**Selected passage:**
※ ※ ※

Question:
linux or windows?
agustin22_7
2006-08-12 16:48:22 UTC
what i should i go please help me
Seven answers:
draciron
2006-08-12 17:50:14 UTC
Linux all the way. Windoze is a dead end. Only stuborness, the same kind of attitude that keeps vbscript alive despite the fact nobody uses it is what is keeping M$ from getting out of the OS game.



In the last few years Linux has taken over the server market. Especially web servers.



Linux was the first OS to use clusters.



Linux has the most advanced and easy to use clustering software.



Linux is easier than Windoze in almost all respects. My last dozen Linux installs have all gone flawlessly except one. The exeption was with SUSE and SUSE is very picky about hardware.



This is generalizations though. The biggest difference between the two OS's is that Windoze is a single tasking single purpose OS. Even the server versions are really desktop machines with some patching to make them servers. NT was an attempt to build a real server OS but it wound up becoming just another desktop.

※ ※ ※

**Objective 1:** In the Linux-versus-Windows forum thread, list every sentence that begins with the word "Linux."
**Objective 2:** Write what comes next in the Linux-versus-Windows forum thread, starting after the sentence about NT.
The listing after this point comes from a different source than the Linux-versus-Windows forum thread.

**Material:**
※ ※ ※

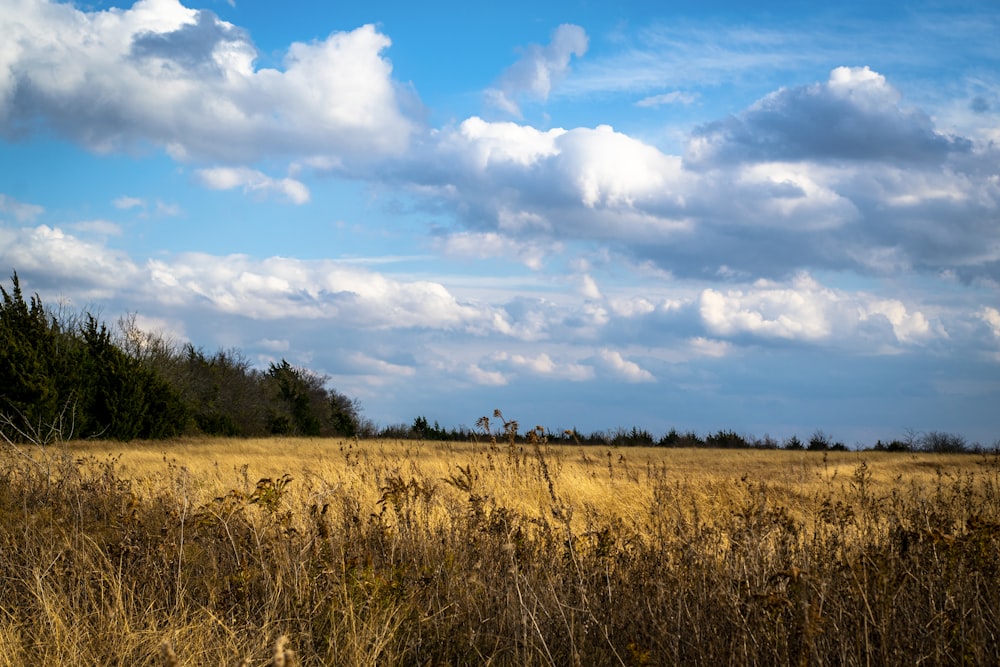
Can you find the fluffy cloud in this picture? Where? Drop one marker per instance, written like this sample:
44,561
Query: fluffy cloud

※ ※ ※

**Answer 1:**
- Linux all the way.
- Linux was the first OS to use clusters.
- Linux has the most advanced and easy to use clustering software.
- Linux is easier than Windoze in almost all respects.

**Answer 2:**
Linux on the other hand is a group of purposes. There are distro's that are built just for robotics, to imitate windoze, for routers, gateways, firewalls, desktops, music workstations, database servers, SANs, clusters, and a zillion other purposes. Yes they all use the same Linux kernel. However the rest of the distro can be so different that you think you are on a completely different OS. This means you have more than one tool in your belt. Most of all it means freedom. You can build your personal distro if you have the time and inclination. The expertise level to build a distro is not that high. It is time consuming yes. Difficult, not that difficult. Think about it, a custom OS that YOU build for YOURSELF.



Most people don't have that kind of time or really need a custom OS. Linux offers you a variety of pre-built options. Of which one is almost certain to be very close to what you want anyway. It is also easily customizable beyond that to make it exactly what you want.



With Linux you can use GUI or command line or both. You use your computer the way YOU want to, not how M$ dictates to you how you should work.



Linux is free. Most software for Linux is as well. I have 1149 programs installed on this computer at this second. I have about 80 more that I will install over the next 24 hours. There are almost 6,000 software packages availible free from Yum alone. Things like Sound editors, rippers, encoders, image display packages, programing languages, games, editors, etc. That is just the free stuff. You also have a number of comercial packages to do lots of stuff as well. The only ones I've found a need for was to run M$ applications at times when I was in a workplace that had some windoze fanatics.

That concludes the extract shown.